▸ PROVIDED RECORDS:
-- -- --

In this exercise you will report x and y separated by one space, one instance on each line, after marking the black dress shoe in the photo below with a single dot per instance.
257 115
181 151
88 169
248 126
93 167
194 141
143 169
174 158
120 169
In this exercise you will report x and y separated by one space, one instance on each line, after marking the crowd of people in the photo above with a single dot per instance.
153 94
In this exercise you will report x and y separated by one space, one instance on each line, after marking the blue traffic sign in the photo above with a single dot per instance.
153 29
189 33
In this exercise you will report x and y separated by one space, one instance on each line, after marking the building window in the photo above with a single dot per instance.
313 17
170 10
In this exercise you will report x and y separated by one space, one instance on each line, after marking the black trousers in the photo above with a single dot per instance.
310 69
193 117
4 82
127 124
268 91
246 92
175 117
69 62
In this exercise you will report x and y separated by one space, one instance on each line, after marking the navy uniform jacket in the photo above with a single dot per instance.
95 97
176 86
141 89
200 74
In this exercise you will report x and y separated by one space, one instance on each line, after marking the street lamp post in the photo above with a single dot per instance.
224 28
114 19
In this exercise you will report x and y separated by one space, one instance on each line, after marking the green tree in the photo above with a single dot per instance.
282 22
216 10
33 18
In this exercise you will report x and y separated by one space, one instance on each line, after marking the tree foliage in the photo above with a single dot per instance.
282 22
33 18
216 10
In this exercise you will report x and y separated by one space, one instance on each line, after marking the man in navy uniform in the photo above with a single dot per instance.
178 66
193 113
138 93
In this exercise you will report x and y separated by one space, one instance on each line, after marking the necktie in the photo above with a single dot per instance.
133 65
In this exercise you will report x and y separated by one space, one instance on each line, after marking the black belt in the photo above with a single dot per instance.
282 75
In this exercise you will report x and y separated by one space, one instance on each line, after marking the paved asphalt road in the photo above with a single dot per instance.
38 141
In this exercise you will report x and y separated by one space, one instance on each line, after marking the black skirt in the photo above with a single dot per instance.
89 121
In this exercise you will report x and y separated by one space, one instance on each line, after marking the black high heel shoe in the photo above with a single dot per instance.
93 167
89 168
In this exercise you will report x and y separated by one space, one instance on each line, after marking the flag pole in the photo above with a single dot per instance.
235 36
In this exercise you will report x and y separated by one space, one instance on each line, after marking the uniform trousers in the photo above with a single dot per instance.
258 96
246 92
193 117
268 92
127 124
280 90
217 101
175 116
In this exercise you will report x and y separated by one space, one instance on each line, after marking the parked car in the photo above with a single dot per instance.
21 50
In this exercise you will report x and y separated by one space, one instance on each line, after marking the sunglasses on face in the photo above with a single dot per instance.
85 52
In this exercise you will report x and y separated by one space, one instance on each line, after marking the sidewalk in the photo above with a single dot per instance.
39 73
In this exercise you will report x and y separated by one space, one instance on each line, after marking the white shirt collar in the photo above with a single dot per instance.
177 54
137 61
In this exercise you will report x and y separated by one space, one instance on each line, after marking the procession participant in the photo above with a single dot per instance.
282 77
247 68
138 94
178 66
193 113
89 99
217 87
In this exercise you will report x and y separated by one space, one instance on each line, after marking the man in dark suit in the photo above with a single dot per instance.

-- -- --

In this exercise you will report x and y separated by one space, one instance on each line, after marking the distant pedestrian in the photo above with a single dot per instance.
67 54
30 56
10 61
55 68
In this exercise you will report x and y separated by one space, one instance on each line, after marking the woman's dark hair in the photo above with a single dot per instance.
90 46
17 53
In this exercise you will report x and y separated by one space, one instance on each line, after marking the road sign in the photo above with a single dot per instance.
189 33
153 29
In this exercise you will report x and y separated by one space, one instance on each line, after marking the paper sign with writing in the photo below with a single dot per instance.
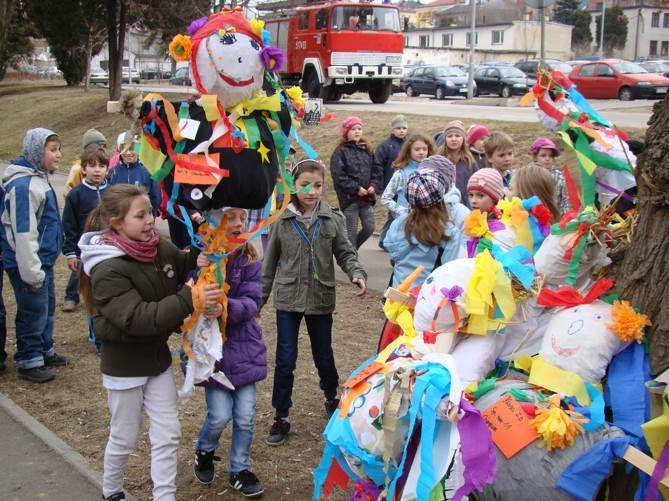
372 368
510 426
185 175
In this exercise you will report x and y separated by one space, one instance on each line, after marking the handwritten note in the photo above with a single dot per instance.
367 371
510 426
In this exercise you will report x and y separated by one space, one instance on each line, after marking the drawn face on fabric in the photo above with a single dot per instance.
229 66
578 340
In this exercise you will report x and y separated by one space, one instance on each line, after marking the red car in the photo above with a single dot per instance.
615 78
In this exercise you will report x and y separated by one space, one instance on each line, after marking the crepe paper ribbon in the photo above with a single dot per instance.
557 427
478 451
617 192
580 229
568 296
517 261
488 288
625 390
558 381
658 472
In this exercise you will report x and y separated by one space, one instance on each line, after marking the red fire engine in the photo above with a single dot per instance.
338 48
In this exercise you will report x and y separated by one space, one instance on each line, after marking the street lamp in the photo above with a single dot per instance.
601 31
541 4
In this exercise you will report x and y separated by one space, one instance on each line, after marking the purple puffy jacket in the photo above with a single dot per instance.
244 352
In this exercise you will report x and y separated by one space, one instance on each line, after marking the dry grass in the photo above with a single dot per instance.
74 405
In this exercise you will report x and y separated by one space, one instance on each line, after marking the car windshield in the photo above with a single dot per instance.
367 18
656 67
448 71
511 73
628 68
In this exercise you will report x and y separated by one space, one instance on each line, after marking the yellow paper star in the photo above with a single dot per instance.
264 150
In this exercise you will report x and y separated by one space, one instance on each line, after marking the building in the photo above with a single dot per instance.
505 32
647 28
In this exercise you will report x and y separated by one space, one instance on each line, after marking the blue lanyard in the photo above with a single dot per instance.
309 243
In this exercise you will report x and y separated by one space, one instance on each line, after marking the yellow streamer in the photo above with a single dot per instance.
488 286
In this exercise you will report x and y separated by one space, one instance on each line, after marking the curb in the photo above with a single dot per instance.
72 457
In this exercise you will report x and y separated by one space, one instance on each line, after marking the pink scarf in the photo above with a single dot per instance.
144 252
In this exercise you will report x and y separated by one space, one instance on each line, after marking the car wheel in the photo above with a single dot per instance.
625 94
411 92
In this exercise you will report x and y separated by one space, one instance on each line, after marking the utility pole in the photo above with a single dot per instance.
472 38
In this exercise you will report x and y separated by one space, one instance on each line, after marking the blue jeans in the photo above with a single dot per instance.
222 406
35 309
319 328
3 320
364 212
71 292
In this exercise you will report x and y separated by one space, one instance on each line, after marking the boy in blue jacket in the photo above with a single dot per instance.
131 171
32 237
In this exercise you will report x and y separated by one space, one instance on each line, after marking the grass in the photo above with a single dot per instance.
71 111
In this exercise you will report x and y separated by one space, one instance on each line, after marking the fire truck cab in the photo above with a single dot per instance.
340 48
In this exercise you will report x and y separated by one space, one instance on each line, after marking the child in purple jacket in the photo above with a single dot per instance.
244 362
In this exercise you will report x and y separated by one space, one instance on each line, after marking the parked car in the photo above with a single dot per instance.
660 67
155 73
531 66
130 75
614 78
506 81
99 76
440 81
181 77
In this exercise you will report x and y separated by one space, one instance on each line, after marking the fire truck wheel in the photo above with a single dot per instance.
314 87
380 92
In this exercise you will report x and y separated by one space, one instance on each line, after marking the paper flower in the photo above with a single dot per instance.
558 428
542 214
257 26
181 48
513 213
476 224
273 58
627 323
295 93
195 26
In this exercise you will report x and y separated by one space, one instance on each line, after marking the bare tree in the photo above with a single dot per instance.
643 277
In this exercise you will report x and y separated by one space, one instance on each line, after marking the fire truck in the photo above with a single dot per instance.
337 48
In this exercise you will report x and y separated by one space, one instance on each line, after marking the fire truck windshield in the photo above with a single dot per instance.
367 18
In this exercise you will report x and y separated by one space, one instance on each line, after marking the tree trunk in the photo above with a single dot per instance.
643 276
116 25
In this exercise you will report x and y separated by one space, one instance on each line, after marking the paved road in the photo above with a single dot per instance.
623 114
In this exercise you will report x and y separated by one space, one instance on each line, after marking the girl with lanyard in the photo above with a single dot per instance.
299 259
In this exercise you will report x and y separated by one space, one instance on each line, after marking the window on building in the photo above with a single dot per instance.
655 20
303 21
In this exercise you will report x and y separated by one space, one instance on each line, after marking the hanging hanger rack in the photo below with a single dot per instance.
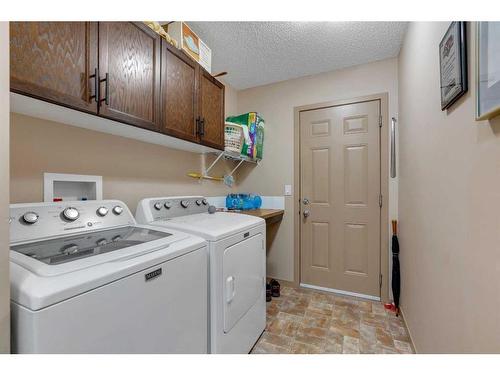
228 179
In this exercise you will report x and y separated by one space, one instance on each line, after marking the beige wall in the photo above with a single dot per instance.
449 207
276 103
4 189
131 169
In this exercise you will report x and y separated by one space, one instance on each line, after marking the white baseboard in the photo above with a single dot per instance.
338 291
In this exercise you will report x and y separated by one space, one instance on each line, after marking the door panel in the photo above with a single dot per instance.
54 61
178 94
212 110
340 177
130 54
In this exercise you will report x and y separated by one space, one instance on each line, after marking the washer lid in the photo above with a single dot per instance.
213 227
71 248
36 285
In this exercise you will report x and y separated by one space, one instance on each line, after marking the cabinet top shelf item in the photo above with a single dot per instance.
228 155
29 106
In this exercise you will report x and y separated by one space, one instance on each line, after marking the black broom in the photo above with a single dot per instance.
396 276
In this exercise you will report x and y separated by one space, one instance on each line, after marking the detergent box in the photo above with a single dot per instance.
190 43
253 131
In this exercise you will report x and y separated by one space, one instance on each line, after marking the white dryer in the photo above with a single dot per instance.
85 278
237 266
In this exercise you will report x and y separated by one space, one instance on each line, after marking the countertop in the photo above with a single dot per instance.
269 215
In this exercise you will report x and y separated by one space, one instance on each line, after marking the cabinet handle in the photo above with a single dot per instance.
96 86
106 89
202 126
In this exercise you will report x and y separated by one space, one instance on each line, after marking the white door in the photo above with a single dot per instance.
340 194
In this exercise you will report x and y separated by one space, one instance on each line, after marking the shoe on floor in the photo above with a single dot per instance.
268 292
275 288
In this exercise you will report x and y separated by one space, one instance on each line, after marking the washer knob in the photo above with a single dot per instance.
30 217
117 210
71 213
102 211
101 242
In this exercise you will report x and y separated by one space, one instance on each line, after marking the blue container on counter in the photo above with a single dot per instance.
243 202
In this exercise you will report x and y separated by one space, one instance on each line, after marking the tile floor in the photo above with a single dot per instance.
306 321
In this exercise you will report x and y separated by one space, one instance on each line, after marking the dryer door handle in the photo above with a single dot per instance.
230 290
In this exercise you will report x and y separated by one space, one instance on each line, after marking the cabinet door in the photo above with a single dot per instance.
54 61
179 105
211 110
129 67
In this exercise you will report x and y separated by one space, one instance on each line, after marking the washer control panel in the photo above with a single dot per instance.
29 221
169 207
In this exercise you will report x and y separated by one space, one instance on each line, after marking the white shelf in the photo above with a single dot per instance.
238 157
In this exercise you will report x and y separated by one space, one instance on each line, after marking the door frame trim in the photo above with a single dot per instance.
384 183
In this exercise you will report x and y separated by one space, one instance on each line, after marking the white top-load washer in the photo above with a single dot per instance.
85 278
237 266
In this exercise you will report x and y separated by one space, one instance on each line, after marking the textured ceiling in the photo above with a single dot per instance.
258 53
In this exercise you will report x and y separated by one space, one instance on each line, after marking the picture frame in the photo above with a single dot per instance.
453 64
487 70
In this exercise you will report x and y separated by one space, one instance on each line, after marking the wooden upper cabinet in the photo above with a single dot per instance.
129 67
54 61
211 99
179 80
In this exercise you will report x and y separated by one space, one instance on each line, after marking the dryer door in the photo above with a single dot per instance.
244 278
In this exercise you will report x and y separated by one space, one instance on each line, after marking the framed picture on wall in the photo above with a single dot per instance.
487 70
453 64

-- -- --

▸ WHAT IS ASKED: Copy out, in full, each line in the entries above that has the word "wall" in it.

▸ REPLY TO THE EXERCISE:
In this exercise you will report x and y separated by one space, one instance on each line, after marking the beige wall in the photo above with a single dot per instance.
In this exercise you will report x and y separated by one space, one instance on each line, after marking the framed picture on wall in the photo above with a single dot per instance.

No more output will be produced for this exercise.